**RECORDS SUPPLIED**
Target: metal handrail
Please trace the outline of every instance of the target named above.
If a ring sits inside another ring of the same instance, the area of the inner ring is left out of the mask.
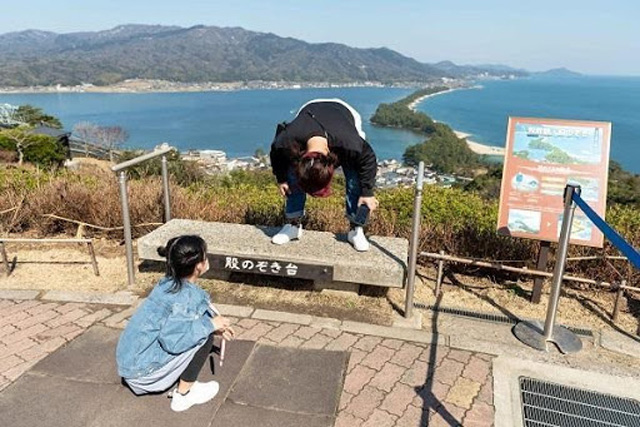
[[[135,166],[139,163],[145,162],[147,160],[151,160],[154,159],[158,156],[162,156],[164,154],[167,154],[168,152],[175,150],[175,148],[173,147],[165,147],[165,148],[161,148],[159,150],[154,150],[150,153],[147,154],[143,154],[141,156],[135,157],[131,160],[127,160],[126,162],[122,162],[122,163],[118,163],[117,165],[111,166],[111,170],[114,172],[120,172],[121,170],[130,168],[131,166]]]
[[[135,166],[147,160],[162,156],[162,193],[164,195],[164,221],[171,220],[171,203],[169,194],[169,169],[167,167],[167,156],[173,147],[165,147],[159,150],[146,153],[111,167],[111,170],[118,174],[120,183],[120,201],[122,202],[122,223],[124,228],[124,241],[127,250],[127,280],[129,287],[135,284],[135,274],[133,266],[133,239],[131,237],[131,215],[129,213],[129,198],[127,196],[127,172],[131,166]]]

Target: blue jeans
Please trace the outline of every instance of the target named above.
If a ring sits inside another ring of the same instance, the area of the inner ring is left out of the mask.
[[[347,218],[351,221],[358,210],[358,199],[362,194],[360,189],[360,178],[358,172],[354,169],[342,169],[344,172],[346,197],[345,207],[347,210]],[[289,184],[290,194],[287,196],[287,203],[284,208],[284,216],[287,220],[298,220],[304,216],[304,205],[307,201],[307,193],[305,193],[298,185],[298,180],[293,169],[289,169],[287,175],[287,184]]]

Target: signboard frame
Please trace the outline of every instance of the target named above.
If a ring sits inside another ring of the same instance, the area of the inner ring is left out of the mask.
[[[610,139],[611,122],[509,117],[498,232],[557,242],[568,182],[580,184],[604,218]],[[573,224],[572,244],[603,246],[604,236],[586,216],[576,213]]]

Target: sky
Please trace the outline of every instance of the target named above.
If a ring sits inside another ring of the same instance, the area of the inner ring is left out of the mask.
[[[638,0],[2,0],[0,33],[215,25],[388,47],[421,62],[640,75]]]

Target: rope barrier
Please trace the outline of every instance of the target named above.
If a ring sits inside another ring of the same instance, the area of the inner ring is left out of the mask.
[[[576,205],[584,212],[584,214],[593,222],[593,224],[602,231],[602,234],[605,235],[607,239],[618,248],[620,252],[622,252],[630,263],[632,263],[636,268],[640,269],[640,253],[633,248],[626,240],[620,236],[616,230],[611,228],[609,224],[607,224],[600,216],[591,209],[591,206],[585,202],[580,194],[573,193],[572,196],[573,201]]]
[[[101,225],[89,224],[88,222],[82,222],[75,219],[64,218],[54,214],[42,214],[42,216],[45,218],[59,219],[61,221],[67,221],[73,224],[83,225],[86,227],[95,228],[96,230],[102,230],[102,231],[119,231],[124,228],[124,227],[103,227]],[[144,222],[142,224],[133,224],[132,227],[151,227],[151,226],[157,226],[162,224],[163,224],[162,222]]]

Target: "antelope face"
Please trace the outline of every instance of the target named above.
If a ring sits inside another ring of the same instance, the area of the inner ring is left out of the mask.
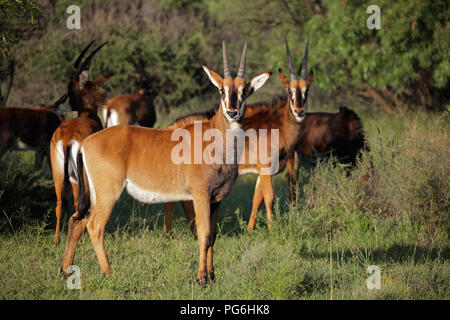
[[[311,86],[314,78],[314,73],[311,71],[308,76],[306,76],[307,67],[308,67],[308,46],[309,40],[306,43],[305,55],[303,57],[302,67],[301,67],[301,75],[300,79],[297,80],[297,76],[295,75],[294,65],[292,63],[291,52],[289,50],[289,45],[285,38],[286,42],[286,52],[289,60],[289,73],[290,80],[286,77],[286,75],[279,69],[280,72],[280,81],[283,83],[284,88],[288,95],[289,107],[297,122],[302,122],[306,116],[306,102],[308,99],[308,91]]]
[[[313,72],[311,71],[305,80],[289,81],[281,69],[280,80],[283,83],[288,95],[289,107],[297,122],[302,122],[306,115],[306,103],[308,99],[309,87],[313,82]]]
[[[247,57],[247,41],[244,45],[241,63],[238,74],[235,78],[231,76],[228,68],[228,59],[226,54],[225,43],[223,43],[223,64],[224,77],[218,73],[203,66],[203,70],[208,75],[211,82],[217,87],[220,93],[220,106],[225,118],[233,123],[237,122],[244,116],[245,100],[256,90],[261,88],[270,78],[271,72],[264,72],[254,77],[250,82],[245,82],[245,60]]]

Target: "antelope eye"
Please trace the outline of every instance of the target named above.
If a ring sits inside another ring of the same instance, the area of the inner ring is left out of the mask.
[[[291,91],[291,89],[288,90],[288,95],[289,95],[289,99],[292,100],[292,91]]]

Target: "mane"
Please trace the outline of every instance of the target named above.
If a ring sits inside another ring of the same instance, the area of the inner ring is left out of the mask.
[[[174,122],[172,122],[167,129],[176,129],[176,128],[182,128],[187,126],[188,124],[191,124],[194,121],[207,121],[211,120],[212,117],[217,113],[217,110],[219,110],[219,104],[216,104],[214,107],[207,111],[200,111],[200,112],[191,112],[187,115],[178,117],[175,119]]]
[[[272,102],[253,103],[245,107],[245,117],[251,117],[254,114],[262,111],[275,110],[282,107],[286,103],[286,97],[278,96],[272,99]]]

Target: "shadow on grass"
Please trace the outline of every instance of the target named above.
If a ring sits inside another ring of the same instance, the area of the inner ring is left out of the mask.
[[[327,250],[327,249],[326,249]],[[329,252],[322,250],[309,250],[302,247],[299,251],[301,256],[313,256],[315,259],[328,259]],[[333,251],[333,261],[340,262],[360,262],[367,263],[404,263],[413,260],[414,263],[424,263],[429,260],[446,261],[450,258],[450,248],[441,247],[421,247],[416,245],[393,244],[388,248],[371,249],[344,249],[338,252]]]

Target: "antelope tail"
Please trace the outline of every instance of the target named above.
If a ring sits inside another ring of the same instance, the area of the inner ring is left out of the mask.
[[[62,206],[63,210],[64,208],[67,208],[67,203],[69,201],[70,193],[72,191],[72,185],[70,184],[69,180],[69,156],[71,153],[72,144],[68,144],[66,147],[66,152],[64,153],[64,178],[63,178],[63,185],[61,189],[61,200],[62,200]]]
[[[78,182],[79,182],[79,189],[78,189],[78,217],[77,220],[83,219],[86,216],[86,213],[89,210],[89,207],[91,205],[90,197],[89,197],[89,186],[86,187],[85,181],[84,181],[84,170],[83,170],[83,154],[81,151],[78,151],[77,154],[77,169],[78,169]]]

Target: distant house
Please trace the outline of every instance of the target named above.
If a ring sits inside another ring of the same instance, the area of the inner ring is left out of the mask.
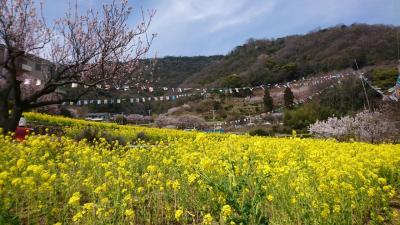
[[[4,63],[7,59],[7,49],[4,45],[0,45],[0,63]],[[42,86],[44,81],[50,76],[51,63],[34,55],[22,56],[18,64],[18,79],[25,85]],[[0,67],[0,74],[6,75],[7,71]]]
[[[5,63],[6,60],[7,49],[4,45],[0,44],[0,64]],[[18,65],[17,80],[22,83],[21,91],[23,94],[29,95],[32,93],[32,90],[40,90],[53,74],[52,63],[50,61],[31,54],[21,56],[16,63]],[[7,70],[3,66],[0,66],[0,75],[7,76]],[[0,79],[0,84],[1,82],[2,79]],[[64,91],[57,89],[56,93],[52,93],[48,97],[56,98],[57,93],[64,93]]]

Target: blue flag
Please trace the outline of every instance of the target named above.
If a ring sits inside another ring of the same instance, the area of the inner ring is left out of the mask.
[[[399,73],[399,77],[397,77],[396,86],[397,86],[397,87],[400,87],[400,73]]]

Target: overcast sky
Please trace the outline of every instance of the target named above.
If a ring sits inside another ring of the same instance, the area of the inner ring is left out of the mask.
[[[96,8],[109,0],[79,0]],[[193,56],[226,54],[249,38],[304,34],[317,27],[368,23],[400,25],[400,0],[129,0],[136,9],[157,11],[151,54]],[[49,19],[59,17],[68,0],[45,0]]]

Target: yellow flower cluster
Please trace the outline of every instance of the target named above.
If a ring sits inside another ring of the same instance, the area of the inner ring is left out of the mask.
[[[88,122],[29,114],[47,124]],[[90,123],[91,124],[91,123]],[[0,218],[30,224],[377,224],[390,220],[400,145],[96,124],[152,142],[110,147],[0,136]],[[68,128],[68,129],[70,129]],[[74,128],[74,129],[75,129]]]

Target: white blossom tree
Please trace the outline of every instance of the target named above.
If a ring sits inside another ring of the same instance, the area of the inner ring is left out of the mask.
[[[141,11],[142,20],[128,25],[132,8],[127,0],[113,0],[101,10],[81,12],[77,3],[52,25],[46,24],[33,0],[0,0],[0,127],[14,131],[24,111],[77,101],[100,85],[137,81],[135,71],[149,50],[154,34],[148,28],[155,11]],[[40,84],[24,84],[21,62],[46,60]],[[2,72],[3,71],[3,72]],[[68,95],[57,90],[78,84]]]
[[[396,141],[399,130],[395,123],[382,112],[362,111],[355,117],[331,117],[317,121],[309,127],[310,133],[322,138],[335,138],[346,141],[351,138],[371,143]]]

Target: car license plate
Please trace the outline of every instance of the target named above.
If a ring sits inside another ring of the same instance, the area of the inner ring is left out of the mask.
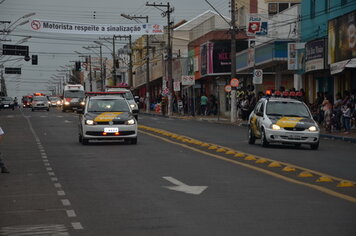
[[[116,132],[119,132],[119,128],[115,128],[115,127],[104,128],[104,132],[105,133],[116,133]]]
[[[300,135],[292,134],[290,135],[292,139],[300,139]]]
[[[4,107],[9,107],[9,105],[4,105]]]

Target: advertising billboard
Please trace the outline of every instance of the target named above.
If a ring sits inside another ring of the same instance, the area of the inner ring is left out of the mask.
[[[356,57],[356,11],[332,19],[328,24],[328,63]]]

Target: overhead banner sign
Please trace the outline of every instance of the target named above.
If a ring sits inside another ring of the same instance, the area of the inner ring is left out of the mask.
[[[32,20],[31,30],[41,33],[97,34],[97,35],[143,35],[163,34],[163,25],[158,24],[95,24],[64,21]]]

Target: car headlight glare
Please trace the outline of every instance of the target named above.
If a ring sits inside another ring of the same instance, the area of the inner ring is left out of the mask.
[[[135,124],[135,119],[131,119],[127,121],[128,125],[134,125]]]
[[[57,101],[57,104],[61,104],[61,101]]]
[[[308,130],[309,130],[310,132],[315,132],[315,131],[317,131],[318,129],[316,128],[316,126],[310,126]]]
[[[84,105],[85,105],[85,102],[81,102],[80,105],[83,105],[83,106],[84,106]]]
[[[134,109],[136,106],[135,106],[135,104],[130,104],[130,107],[131,107],[132,109]]]
[[[64,105],[69,105],[70,103],[68,101],[65,101],[64,102]]]
[[[280,127],[279,125],[273,124],[273,125],[272,125],[272,129],[274,129],[274,130],[280,130],[281,127]]]
[[[94,121],[93,121],[93,120],[86,120],[86,121],[85,121],[85,124],[87,124],[87,125],[93,125],[93,124],[94,124]]]

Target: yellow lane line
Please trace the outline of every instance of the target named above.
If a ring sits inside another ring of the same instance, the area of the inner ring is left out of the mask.
[[[157,128],[153,128],[153,127],[149,127],[149,126],[144,126],[144,125],[140,125],[142,128],[146,129],[146,128],[149,128],[149,129],[155,129],[155,130],[160,130],[160,129],[157,129]],[[163,130],[161,130],[163,131]],[[168,131],[166,131],[168,132]],[[172,132],[168,132],[168,133],[172,133]],[[172,133],[173,134],[173,133]],[[175,134],[177,136],[181,136],[179,134]],[[187,139],[193,139],[193,138],[190,138],[189,136],[181,136],[181,137],[184,137],[184,138],[187,138]],[[225,148],[225,149],[228,149],[228,150],[233,150],[229,147],[224,147],[224,146],[221,146],[221,145],[217,145],[217,144],[212,144],[210,143],[209,146],[216,146],[216,147],[219,147],[219,148]],[[311,170],[311,169],[308,169],[308,168],[305,168],[305,167],[301,167],[301,166],[298,166],[298,165],[294,165],[294,164],[291,164],[291,163],[287,163],[287,162],[282,162],[282,161],[276,161],[276,160],[273,160],[273,159],[270,159],[270,158],[267,158],[267,157],[261,157],[261,156],[258,156],[258,155],[255,155],[255,154],[251,154],[251,153],[248,153],[248,152],[242,152],[242,151],[237,151],[235,150],[236,152],[238,153],[243,153],[245,154],[246,156],[255,156],[259,159],[264,159],[264,160],[267,160],[267,161],[270,161],[270,162],[278,162],[279,164],[282,164],[282,165],[285,165],[285,166],[289,166],[289,167],[294,167],[296,169],[299,169],[299,170],[302,170],[302,171],[307,171],[307,172],[312,172],[313,174],[315,175],[320,175],[320,176],[324,176],[324,177],[329,177],[331,179],[334,179],[334,180],[337,180],[339,182],[344,182],[344,181],[347,181],[347,182],[350,182],[354,185],[356,185],[356,182],[355,181],[351,181],[351,180],[347,180],[347,179],[343,179],[343,178],[339,178],[339,177],[335,177],[335,176],[331,176],[331,175],[328,175],[328,174],[325,174],[325,173],[322,173],[322,172],[319,172],[319,171],[316,171],[316,170]]]
[[[233,160],[233,159],[229,159],[229,158],[226,158],[226,157],[223,157],[223,156],[219,156],[219,155],[216,155],[216,154],[213,154],[213,153],[205,152],[205,151],[202,151],[202,150],[200,150],[200,149],[197,149],[197,148],[188,146],[188,145],[186,145],[186,144],[178,143],[178,142],[169,140],[169,139],[167,139],[167,138],[164,138],[164,137],[161,137],[161,136],[158,136],[158,135],[155,135],[155,134],[151,134],[151,133],[148,133],[148,132],[145,132],[145,131],[142,131],[142,130],[140,130],[139,132],[141,132],[141,133],[143,133],[143,134],[146,134],[146,135],[149,135],[149,136],[152,136],[152,137],[155,137],[155,138],[158,138],[158,139],[161,139],[161,140],[163,140],[163,141],[165,141],[165,142],[172,143],[172,144],[176,144],[176,145],[179,145],[179,146],[181,146],[181,147],[190,149],[190,150],[192,150],[192,151],[202,153],[202,154],[207,155],[207,156],[211,156],[211,157],[214,157],[214,158],[217,158],[217,159],[220,159],[220,160],[223,160],[223,161],[227,161],[227,162],[230,162],[230,163],[233,163],[233,164],[236,164],[236,165],[240,165],[240,166],[243,166],[243,167],[247,167],[247,168],[256,170],[256,171],[258,171],[258,172],[262,172],[262,173],[265,173],[265,174],[267,174],[267,175],[271,175],[271,176],[276,177],[276,178],[278,178],[278,179],[282,179],[282,180],[285,180],[285,181],[288,181],[288,182],[291,182],[291,183],[295,183],[295,184],[307,186],[307,187],[309,187],[309,188],[312,188],[312,189],[321,191],[321,192],[326,193],[326,194],[328,194],[328,195],[331,195],[331,196],[334,196],[334,197],[338,197],[338,198],[341,198],[341,199],[344,199],[344,200],[347,200],[347,201],[356,203],[356,198],[351,197],[351,196],[348,196],[348,195],[345,195],[345,194],[342,194],[342,193],[335,192],[335,191],[333,191],[333,190],[324,188],[324,187],[322,187],[322,186],[318,186],[318,185],[314,185],[314,184],[310,184],[310,183],[304,183],[304,182],[301,182],[301,181],[298,181],[298,180],[295,180],[295,179],[288,178],[288,177],[286,177],[286,176],[277,174],[277,173],[275,173],[275,172],[262,169],[262,168],[260,168],[260,167],[252,166],[252,165],[249,165],[249,164],[246,164],[246,163],[243,163],[243,162],[239,162],[239,161],[235,161],[235,160]]]

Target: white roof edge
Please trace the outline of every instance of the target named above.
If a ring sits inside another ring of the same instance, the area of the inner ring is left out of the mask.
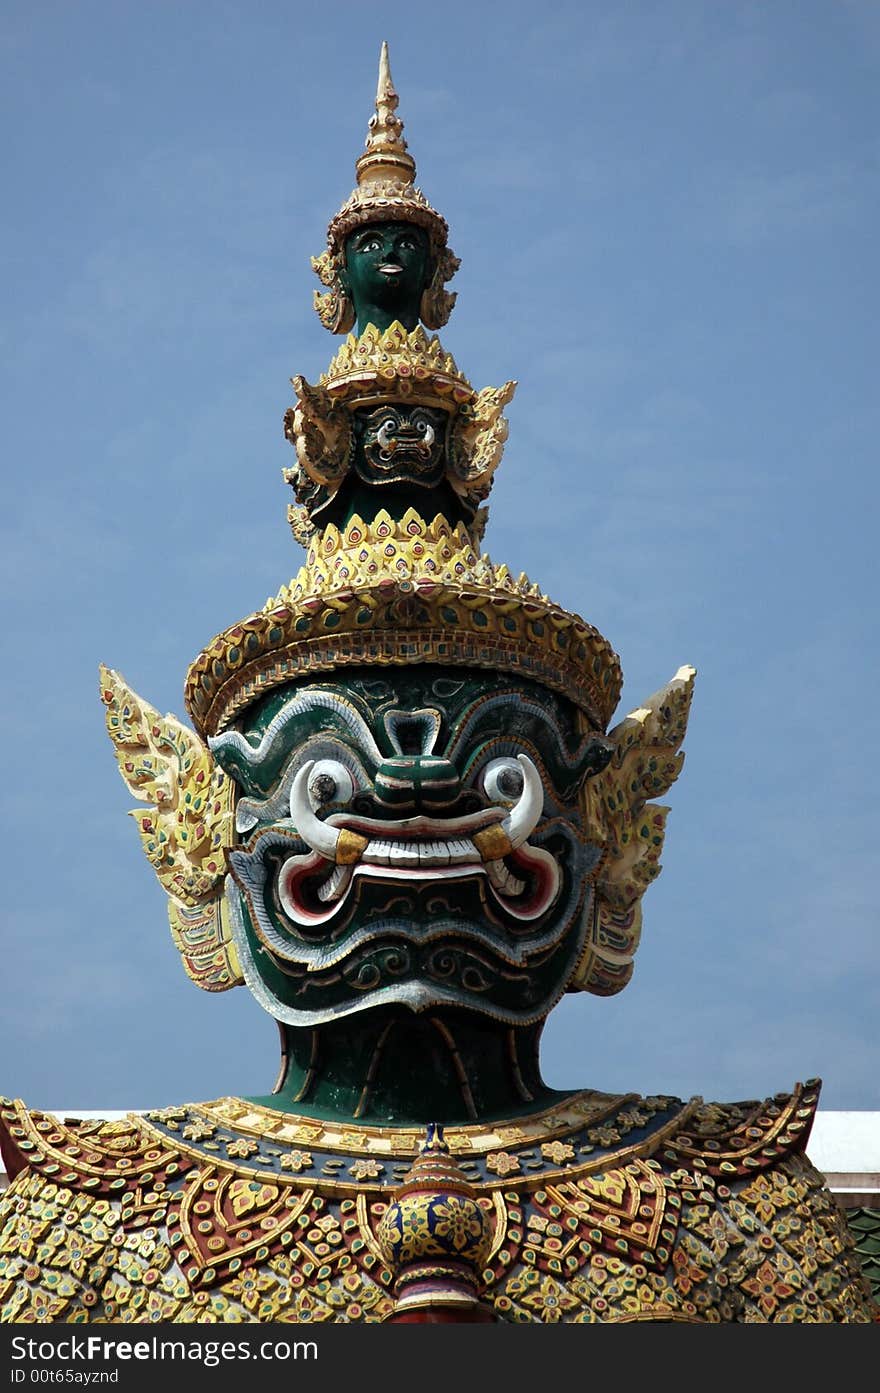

**PROBLEM**
Find the lines in the records that include the string "white", and reply with how many there are, nothing more.

**WRITTEN RESPONSE**
2